§ Texte source:

————————

Le sous-titre de l’ouvrage publié par Christiane Chaulet AchourCamus et l’Algérie – Tensions et fraternités aux éditions Barzakh à Alger donne l’objectif même qu’elle se fixe : cerner la dimension algérienne de l’écriture camusienne et comprendre l’ambivalence de sa réception faite de séduction et de rejet.
Tout au long de l’ouvrage – et particulièrement pour L’Etranger(sur lequel l’auteur a fait déjà paraître deux autres études) –, l’Algérie n’est pas projetée mécaniquement sur l’œuvre comme reflet simple mais cernée comme force sourde qui permet son accomplissement.
L’ouvrage s’ouvre sur des repères biographiques qui privilégient l’Algérie et se clôt sur la biographie-album de photos d’Alain Vircondelet.
La première partie est consacrée à un parcours de l’œuvre dont les sous-titres sont éloquents : Noces, au fronton d’une œuvre, l’affirmation d’une autochtonie
/ L’Etranger, mort, indifférence et altérité - Espaces algériens de Camus, l’impossibilité d’un lieu /
La rivalité «mortelle» des frères : Le Premier homme et la guerre d’indépendance.

————————

§ Enregistrements listés:
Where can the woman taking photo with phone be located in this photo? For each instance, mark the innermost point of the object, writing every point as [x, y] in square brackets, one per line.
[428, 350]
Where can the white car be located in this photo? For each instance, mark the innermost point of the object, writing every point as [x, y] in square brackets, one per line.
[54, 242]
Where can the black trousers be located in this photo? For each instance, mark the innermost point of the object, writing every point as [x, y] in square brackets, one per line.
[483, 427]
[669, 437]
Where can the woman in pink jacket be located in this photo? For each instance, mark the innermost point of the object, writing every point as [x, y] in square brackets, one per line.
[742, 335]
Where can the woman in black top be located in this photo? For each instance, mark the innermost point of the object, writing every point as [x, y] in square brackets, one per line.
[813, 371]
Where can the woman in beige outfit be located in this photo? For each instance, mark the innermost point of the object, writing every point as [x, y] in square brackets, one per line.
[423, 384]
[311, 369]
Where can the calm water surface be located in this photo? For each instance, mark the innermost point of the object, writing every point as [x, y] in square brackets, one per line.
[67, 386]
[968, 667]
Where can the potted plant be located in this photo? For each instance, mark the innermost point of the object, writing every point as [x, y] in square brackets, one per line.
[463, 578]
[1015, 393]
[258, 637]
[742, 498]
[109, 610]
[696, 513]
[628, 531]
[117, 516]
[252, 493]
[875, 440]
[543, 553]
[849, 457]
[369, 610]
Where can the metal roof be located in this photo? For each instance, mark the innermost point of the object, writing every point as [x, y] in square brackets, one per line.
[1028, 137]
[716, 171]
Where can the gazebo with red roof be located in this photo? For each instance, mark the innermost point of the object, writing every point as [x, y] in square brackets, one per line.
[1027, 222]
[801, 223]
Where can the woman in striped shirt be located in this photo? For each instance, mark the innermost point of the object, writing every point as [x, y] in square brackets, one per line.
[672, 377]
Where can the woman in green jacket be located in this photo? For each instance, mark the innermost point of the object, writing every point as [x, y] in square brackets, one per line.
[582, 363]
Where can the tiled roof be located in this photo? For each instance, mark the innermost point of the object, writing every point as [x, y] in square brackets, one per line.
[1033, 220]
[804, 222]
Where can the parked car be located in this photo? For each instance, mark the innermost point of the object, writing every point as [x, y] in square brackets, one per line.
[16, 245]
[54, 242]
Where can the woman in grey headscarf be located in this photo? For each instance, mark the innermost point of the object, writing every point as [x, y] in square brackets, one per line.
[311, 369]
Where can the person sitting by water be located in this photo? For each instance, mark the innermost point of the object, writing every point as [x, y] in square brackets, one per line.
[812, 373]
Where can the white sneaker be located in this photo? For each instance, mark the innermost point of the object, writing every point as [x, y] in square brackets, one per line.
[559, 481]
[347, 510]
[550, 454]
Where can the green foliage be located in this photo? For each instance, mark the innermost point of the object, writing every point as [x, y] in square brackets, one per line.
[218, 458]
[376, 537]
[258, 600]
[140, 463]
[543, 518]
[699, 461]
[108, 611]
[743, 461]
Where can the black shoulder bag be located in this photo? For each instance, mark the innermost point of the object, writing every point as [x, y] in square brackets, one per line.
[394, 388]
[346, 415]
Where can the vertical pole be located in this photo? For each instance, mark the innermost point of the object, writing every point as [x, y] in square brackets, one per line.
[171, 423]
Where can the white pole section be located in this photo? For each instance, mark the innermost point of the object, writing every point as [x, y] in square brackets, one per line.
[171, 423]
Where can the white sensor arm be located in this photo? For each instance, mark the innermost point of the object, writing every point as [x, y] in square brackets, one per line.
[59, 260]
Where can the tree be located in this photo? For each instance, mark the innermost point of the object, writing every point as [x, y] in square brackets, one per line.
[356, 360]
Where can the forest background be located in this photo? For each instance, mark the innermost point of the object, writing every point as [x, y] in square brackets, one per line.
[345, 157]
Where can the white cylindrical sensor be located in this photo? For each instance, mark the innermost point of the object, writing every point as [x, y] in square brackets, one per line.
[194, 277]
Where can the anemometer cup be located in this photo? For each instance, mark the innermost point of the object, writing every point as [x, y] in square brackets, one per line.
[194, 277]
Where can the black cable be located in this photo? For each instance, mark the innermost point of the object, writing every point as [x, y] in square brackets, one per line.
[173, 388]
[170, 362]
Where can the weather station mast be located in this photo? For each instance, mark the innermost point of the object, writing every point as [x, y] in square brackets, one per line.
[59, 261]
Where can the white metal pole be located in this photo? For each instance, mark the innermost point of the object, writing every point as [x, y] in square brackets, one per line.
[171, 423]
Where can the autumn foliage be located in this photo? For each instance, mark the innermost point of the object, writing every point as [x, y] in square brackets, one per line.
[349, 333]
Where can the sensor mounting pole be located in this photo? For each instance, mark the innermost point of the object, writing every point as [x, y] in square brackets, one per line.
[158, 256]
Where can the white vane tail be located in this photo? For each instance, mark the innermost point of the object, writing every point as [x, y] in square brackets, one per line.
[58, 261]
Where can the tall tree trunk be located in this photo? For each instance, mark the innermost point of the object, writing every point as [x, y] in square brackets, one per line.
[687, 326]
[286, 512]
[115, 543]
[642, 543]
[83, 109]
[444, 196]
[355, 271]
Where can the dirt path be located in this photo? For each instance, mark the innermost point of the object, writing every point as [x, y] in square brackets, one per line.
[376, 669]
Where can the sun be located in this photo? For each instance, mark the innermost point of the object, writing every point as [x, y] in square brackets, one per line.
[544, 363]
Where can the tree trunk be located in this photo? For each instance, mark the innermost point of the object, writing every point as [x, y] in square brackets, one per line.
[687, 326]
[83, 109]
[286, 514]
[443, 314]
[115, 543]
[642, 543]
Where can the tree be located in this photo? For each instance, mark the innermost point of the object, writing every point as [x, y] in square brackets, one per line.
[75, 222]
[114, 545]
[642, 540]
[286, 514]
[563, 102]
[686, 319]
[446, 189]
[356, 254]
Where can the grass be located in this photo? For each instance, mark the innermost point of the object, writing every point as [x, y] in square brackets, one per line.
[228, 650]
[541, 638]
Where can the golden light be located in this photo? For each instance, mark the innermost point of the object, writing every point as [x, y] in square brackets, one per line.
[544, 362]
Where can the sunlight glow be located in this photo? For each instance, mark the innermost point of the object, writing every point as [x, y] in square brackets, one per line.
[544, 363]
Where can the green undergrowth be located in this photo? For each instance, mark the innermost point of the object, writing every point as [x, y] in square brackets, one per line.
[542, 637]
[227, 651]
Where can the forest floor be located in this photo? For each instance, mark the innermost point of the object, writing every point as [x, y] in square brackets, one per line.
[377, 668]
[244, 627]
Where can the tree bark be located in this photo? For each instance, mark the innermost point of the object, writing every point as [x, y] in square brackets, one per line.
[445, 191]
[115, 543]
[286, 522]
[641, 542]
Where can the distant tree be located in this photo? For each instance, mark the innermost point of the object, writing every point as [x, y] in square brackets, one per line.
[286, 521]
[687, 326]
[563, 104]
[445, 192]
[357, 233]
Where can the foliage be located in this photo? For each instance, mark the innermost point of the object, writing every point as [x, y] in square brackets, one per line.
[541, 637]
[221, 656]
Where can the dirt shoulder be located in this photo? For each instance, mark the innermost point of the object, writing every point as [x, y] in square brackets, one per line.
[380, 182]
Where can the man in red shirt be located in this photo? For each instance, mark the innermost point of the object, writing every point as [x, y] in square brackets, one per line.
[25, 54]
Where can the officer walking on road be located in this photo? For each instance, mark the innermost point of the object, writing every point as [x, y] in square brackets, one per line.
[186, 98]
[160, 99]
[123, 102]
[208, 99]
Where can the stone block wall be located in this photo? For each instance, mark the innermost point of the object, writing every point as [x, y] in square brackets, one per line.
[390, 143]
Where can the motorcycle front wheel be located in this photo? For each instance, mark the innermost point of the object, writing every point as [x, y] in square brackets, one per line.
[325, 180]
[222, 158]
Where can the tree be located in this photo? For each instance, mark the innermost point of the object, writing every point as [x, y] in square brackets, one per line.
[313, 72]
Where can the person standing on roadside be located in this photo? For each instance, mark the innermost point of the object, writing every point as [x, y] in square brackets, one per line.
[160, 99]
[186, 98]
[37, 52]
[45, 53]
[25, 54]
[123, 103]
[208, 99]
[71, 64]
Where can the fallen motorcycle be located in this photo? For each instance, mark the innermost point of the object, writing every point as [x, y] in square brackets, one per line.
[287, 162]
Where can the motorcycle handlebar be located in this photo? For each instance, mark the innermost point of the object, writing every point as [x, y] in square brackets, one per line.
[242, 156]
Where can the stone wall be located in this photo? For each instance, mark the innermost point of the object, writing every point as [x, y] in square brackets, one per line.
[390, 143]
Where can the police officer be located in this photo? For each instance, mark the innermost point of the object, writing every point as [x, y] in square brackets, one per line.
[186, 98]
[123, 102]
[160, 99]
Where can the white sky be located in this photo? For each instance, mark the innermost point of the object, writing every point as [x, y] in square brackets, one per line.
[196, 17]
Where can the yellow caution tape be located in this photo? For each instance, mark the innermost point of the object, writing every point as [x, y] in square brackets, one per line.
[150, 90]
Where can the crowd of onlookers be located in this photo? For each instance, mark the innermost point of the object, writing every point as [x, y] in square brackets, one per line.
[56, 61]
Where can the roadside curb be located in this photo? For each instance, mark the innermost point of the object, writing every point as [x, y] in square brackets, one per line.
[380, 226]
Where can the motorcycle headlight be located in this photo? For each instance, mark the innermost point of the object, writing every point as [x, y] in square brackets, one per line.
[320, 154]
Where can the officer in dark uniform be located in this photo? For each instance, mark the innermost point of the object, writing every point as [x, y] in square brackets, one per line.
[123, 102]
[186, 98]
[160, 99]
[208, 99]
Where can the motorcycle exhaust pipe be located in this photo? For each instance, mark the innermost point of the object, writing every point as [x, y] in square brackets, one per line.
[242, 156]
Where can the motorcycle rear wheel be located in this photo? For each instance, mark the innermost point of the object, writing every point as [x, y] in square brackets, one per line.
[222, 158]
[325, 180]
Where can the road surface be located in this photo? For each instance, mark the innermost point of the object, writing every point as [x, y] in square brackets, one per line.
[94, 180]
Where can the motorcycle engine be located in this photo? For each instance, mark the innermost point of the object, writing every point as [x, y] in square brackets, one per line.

————————

§ Travail demandé:
[a] Répondez à ces questions sur le texte consacré à Camus et l’Algérie :
(i) Chez quel éditeur et dans quelle ville l’ouvrage de Christiane Chaulet Achour paraît-il ?
(ii) Sur quoi l’ouvrage s’ouvre-t-il, et sur quoi se clôt-il ?
(iii) Dans les sous-titres de la première partie, quelle œuvre de Camus est rapprochée de la guerre d’indépendance ?
[b] Résumez en deux phrases le texte consacré à Camus et l’Algérie.
[c] Rédigez la suite du texte consacré à Camus et l’Algérie, à partir de sa dernière phrase.

§ Réponses ci-dessous:
[a]
(i) Aux éditions Barzakh, à Alger.
(ii) Il s’ouvre sur des repères biographiques qui privilégient l’Algérie et se clôt sur la biographie-album de photos d’Alain Vircondelet.
(iii) Le Premier homme.

[b] L’ouvrage de Christiane Chaulet Achour, Camus et l’Algérie – Tensions et fraternités, publié chez Barzakh à Alger, vise à cerner la dimension algérienne de l’écriture camusienne et l’ambivalence de sa réception, faite de séduction et de rejet. L’Algérie y apparaît non comme un simple reflet mais comme une force sourde qui permet l’accomplissement de l’œuvre, que parcourt la première partie, de Noces au Premier homme.

[c]
Dans une seconde partie consacrée à «Camus et les autres», l’analyse se focalise sur les autres écrivains d’Algérie, les contemporains et les postérieurs, sous le titre Fraternités, rivalités, postérités. On peut suivre ainsi une trentaine d’écrivains et leurs «dialogues» musclés ou déférents avec l’écrivain de la colonie qui a capté l’intérêt du public.
Christiane Chaulet Achour poursuit ses études sur Camus : en particulier, elle a cerné la place de Camus chez les journalistes algériens (1985-2005), le rapport de Camus à l’Espagne et à la République espagnole, études qu’on peut lire sur son site.
Christiane Albert Camus et l’Agérie- Tensions et fraternités, Barzakh.
Camus revient. Quelles en sont les raisons ?
Christiane Achour : Je ne sais si l’expression est appropriée. Je dirais plutôt «on le fait revenir» dans la conjoncture particulière du cinquantenaire de sa mort, préparé depuis longtemps, car Camus est un écrivain consensuel. Se greffent donc sur ce fait d’actualité commémorative d’autres intérêts : scientifiques et surtout éditoriaux, pour remettre en vente pas seulement les œuvres de l’écrivain célébré mais aussi des études critiques diverses.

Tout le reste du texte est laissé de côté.